# start of Input material
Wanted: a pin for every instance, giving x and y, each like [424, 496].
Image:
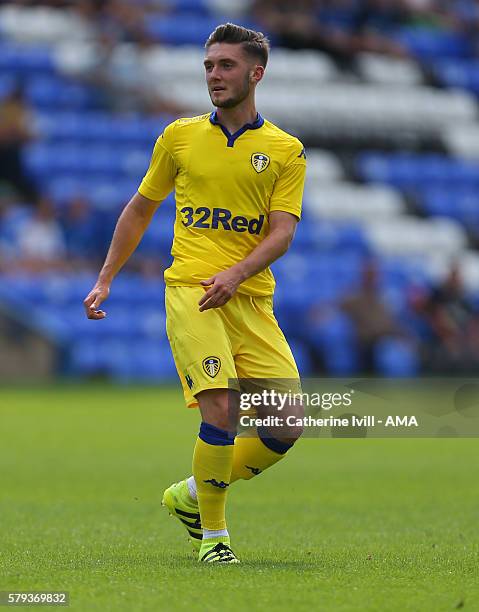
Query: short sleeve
[159, 181]
[288, 189]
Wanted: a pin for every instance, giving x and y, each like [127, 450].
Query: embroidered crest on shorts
[259, 161]
[211, 365]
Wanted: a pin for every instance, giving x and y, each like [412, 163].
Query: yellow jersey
[225, 186]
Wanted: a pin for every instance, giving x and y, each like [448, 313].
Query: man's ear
[257, 73]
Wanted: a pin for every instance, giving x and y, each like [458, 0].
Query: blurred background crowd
[383, 276]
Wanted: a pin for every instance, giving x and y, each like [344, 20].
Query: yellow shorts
[242, 339]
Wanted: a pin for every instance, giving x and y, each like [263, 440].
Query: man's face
[229, 74]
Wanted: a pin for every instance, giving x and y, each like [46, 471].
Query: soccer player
[239, 183]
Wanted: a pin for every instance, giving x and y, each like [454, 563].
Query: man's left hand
[222, 287]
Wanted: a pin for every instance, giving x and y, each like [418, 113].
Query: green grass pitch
[339, 525]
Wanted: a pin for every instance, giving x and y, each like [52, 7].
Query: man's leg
[212, 464]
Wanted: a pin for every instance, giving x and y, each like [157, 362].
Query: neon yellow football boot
[179, 504]
[217, 550]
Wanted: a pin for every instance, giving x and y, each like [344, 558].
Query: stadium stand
[393, 177]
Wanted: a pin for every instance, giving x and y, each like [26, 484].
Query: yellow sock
[212, 462]
[251, 456]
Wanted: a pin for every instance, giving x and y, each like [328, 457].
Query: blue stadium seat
[396, 358]
[25, 60]
[302, 357]
[432, 43]
[57, 93]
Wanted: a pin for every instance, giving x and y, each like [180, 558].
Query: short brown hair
[254, 43]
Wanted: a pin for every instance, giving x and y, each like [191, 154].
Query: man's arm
[223, 285]
[129, 230]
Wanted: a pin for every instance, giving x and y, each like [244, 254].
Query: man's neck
[234, 119]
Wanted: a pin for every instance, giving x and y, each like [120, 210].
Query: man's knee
[218, 408]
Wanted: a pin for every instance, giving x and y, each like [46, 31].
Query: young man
[239, 183]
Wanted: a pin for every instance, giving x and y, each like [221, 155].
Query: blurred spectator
[120, 73]
[299, 25]
[15, 131]
[450, 328]
[40, 243]
[372, 319]
[82, 229]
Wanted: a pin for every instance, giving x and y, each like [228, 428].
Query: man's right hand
[93, 300]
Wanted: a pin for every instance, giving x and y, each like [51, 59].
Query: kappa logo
[221, 484]
[259, 161]
[212, 365]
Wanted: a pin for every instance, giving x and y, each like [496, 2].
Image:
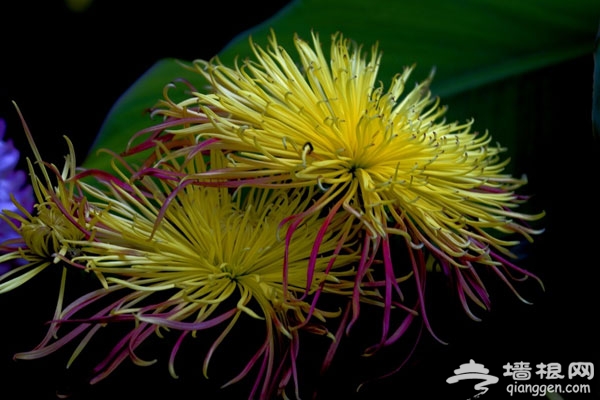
# end of Input material
* Exercise aim
Reproduce all of the lines above, replacing "yellow" with "orange" wherever it occurs and changing nothing else. Leave out the pictures.

* Written answer
Wanted: a pin for every instance, giving x and y, each like [424, 496].
Image:
Query: short sleeve
[159, 181]
[288, 189]
Wanted: a pin for every instance, giving x and y, each like [127, 450].
Query: embroidered crest on shorts
[259, 161]
[211, 365]
Wanted: a pin for every instance, giving x and y, each like [412, 163].
Query: orange jersey
[225, 186]
Wanted: a pin for every instance, giving x and y, each like [448, 313].
Query: man's ear
[257, 73]
Wanted: a pin for every instance, giving x and y, each like [458, 0].
Query: blurred background crowd
[383, 276]
Wanted: a pin for every instance, giving x and y, each like [344, 20].
Query: orange shorts
[242, 339]
Wanted: a pin for every instance, giving x and y, each like [263, 440].
Query: man's face
[229, 74]
Wanted: a pin for every instance, giving x and y, each like [46, 471].
Query: soccer player
[239, 183]
Wanted: a pin for every instance, giving x and y, each like [454, 563].
Query: man's left hand
[222, 287]
Wanted: a pin for every instance, giving x and y, each like [418, 113].
Query: green grass pitch
[339, 525]
Wanted: a pin for every instance, giving x and y, each like [52, 7].
Query: man's leg
[212, 464]
Wanted: a pin for every instance, giving x and y, each like [157, 362].
Query: neon orange football boot
[179, 504]
[217, 550]
Wanted: a pin for every instance, giving x and y, each like [344, 558].
Query: stadium stand
[393, 177]
Wanted: a pin for every instance, giving x and y, each like [26, 484].
Query: orange sock
[212, 462]
[251, 456]
Wanted: a pin for every instance, giving x and y, each like [328, 457].
Query: blue stadium seat
[396, 358]
[25, 60]
[302, 357]
[432, 43]
[57, 93]
Wanted: a pin for every instance, giving x and y, each like [180, 558].
Query: short brown hair
[254, 43]
Wanted: a pin for every instance, giving x and y, each like [191, 154].
Query: man's arm
[223, 285]
[129, 230]
Wanted: a pin for every instance, giving x and y, each like [244, 254].
Query: man's neck
[234, 119]
Wanted: a pin for every instance, giving x and y, each like [120, 210].
Query: man's knee
[218, 408]
Wanted: a pin for every instance, giving x and y, each like [46, 31].
Query: young man
[239, 183]
Wanted: a pin for every instance, giving x and y, each like [221, 155].
Query: blurred spectator
[120, 73]
[299, 25]
[15, 131]
[450, 328]
[40, 243]
[372, 319]
[82, 229]
Wanted: a pin for every instance, giving x and y, each like [228, 428].
Query: man's right hand
[93, 300]
Wanted: a pin for every instance, giving x and y, each like [51, 59].
Query: kappa logo
[221, 484]
[259, 161]
[212, 365]
Wanted: a pin for every instance, giving x and y, each like [496, 2].
Image:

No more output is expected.